> _TASK DIRECTIONS_: Print out each entry below exactly, please.

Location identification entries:

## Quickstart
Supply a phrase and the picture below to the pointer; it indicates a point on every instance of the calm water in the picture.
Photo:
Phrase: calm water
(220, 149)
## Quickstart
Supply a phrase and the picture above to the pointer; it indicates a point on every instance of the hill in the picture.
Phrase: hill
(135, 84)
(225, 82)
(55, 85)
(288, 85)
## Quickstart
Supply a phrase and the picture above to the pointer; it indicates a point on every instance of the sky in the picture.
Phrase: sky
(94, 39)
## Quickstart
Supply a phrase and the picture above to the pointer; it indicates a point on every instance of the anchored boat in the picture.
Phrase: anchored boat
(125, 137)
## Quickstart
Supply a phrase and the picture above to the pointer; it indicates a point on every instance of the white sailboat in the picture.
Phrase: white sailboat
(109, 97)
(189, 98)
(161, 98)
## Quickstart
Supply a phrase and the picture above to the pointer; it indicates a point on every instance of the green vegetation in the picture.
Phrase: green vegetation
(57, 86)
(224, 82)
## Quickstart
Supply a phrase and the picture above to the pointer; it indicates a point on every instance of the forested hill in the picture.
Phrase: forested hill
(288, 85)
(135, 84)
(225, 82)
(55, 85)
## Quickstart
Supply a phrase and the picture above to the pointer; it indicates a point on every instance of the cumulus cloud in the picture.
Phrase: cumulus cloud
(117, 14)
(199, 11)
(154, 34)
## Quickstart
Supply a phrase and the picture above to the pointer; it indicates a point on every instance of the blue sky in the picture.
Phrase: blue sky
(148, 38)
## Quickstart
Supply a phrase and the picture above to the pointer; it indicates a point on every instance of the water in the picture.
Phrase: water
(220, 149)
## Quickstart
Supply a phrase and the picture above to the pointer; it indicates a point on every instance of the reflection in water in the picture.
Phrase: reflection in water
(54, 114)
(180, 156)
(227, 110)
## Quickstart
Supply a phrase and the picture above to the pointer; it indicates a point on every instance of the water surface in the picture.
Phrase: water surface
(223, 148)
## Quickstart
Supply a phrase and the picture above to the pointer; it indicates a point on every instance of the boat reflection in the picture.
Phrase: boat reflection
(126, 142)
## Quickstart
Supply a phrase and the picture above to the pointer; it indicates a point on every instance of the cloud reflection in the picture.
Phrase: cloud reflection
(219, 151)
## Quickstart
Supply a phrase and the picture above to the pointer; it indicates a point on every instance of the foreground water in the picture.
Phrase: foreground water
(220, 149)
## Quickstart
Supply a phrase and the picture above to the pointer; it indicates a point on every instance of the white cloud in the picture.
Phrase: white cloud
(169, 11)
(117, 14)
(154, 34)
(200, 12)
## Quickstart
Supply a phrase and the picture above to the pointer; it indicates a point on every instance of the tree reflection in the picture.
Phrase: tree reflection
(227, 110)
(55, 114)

> _RESPONSE BELOW_:
## Quickstart
Supply a phrase and the picture below to the pointer; it indicates a point on every instance of the calm water in the picture.
Photo:
Phrase: calm water
(220, 149)
## Quickstart
Supply a phrase and the picture above to the pointer; it indicates a point on every instance of the hill in the picture.
Phrase: hill
(135, 84)
(225, 82)
(55, 85)
(288, 85)
## Quickstart
Supply a phrase and the picture above to the pointer; it indicates a point on every instance of the sky in the picture.
Phrase: sky
(94, 39)
## Quickstart
Supply a phrase and the picture above to the pointer; it indicates a point on every instance of the anchored boat in the picture.
Phrase: anchored boat
(125, 137)
## Quickstart
Supply a phrase and the picture above to the pointer; it indicates a point on every instance of the white sailboat in the picture.
Phrase: white sailboat
(109, 97)
(189, 98)
(161, 98)
## Quickstart
Supply a phrase and the picture above to the pointer; it indicates a point on every instance of the green vegetation in the picture.
Phrase: green vegetation
(57, 86)
(224, 82)
## Quickstart
Supply a phrase and the picture above to the pointer; it indicates a point on every instance of the forested hill in the picture.
Phrase: forested hill
(288, 85)
(135, 84)
(225, 82)
(55, 85)
## Quickstart
Supply a phrase and the picture above to the pointer; it indicates a point on every instance of the cumulus cloud in the picture.
Phrase: cumulus cloud
(117, 14)
(199, 11)
(154, 34)
## Quickstart
Supply a phrase and the picture above to the pointer; it indicates a point on every instance of the blue sky in the picture.
Phrase: blue sky
(148, 38)
## Quickstart
Supply a phrase and the picture above to the pointer; it indicates a point on every instance of the water in the picture.
Phrase: water
(220, 149)
## Quickstart
Supply a phrase and the picture above to the pointer; it indicates a point on every instance of the reflection in water in the picture.
Phrase: reflection in water
(54, 114)
(180, 156)
(227, 110)
## Quickstart
Supply a phrase and the picture above to the pointer; it indicates a point on every instance of the water surface in the picture.
Phrase: water surface
(223, 148)
## Quickstart
Supply a phrase and the picture above to the pointer; it indicates a point on every instance of the boat reflection in the picture.
Phrase: boat reflection
(126, 142)
## Quickstart
Supply a phrase and the picture above to the pointer; it indicates a point on every instance of the cloud reflection in the picture.
Phrase: cloud reflection
(219, 151)
## Quickstart
Supply a phrase and the picture above to the pointer; it indicates a point on every instance of the foreground water in the picture.
Phrase: foreground water
(220, 149)
## Quickstart
Supply a phrase and the picture above to the pointer; it indicates a point on every instance of the white cloud in the picture.
Phrase: white cloud
(169, 11)
(117, 14)
(154, 34)
(200, 12)
## Quickstart
Supply a phrase and the picture above to the pointer; it indicates a point on every instance of the tree reflection in the picture.
Phrase: tree reflection
(227, 110)
(55, 114)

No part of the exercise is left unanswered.